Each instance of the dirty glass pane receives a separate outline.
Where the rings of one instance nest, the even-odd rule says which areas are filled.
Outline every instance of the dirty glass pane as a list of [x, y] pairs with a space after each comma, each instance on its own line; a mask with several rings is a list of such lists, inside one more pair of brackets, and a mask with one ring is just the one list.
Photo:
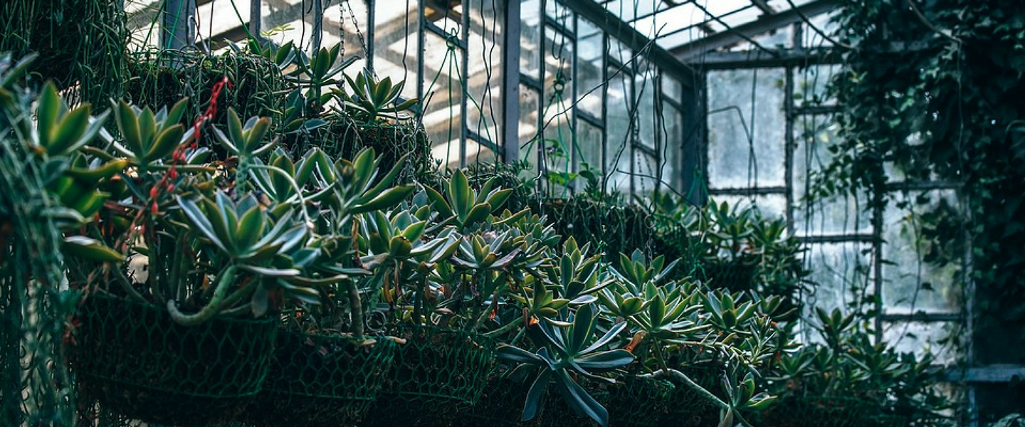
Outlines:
━━━━━━━━━━━━━━━━━━━━━━━━━━━━━━
§ Directive
Reproduce every line of the entries above character for character, omitting the pictures.

§ Complete output
Each instance of the dirty glass pane receives a separate outline.
Where the rings of one instance nest, the even-odd rule says which areas are filled.
Outline every instance of the dirty glass pane as a list of [x, y] pairs with a space after each comma, each instance on its own line; a mask with several rings is a list of such lists, inside one more pair of brackets, and a mask with one ring is just the one list.
Photo:
Outlines:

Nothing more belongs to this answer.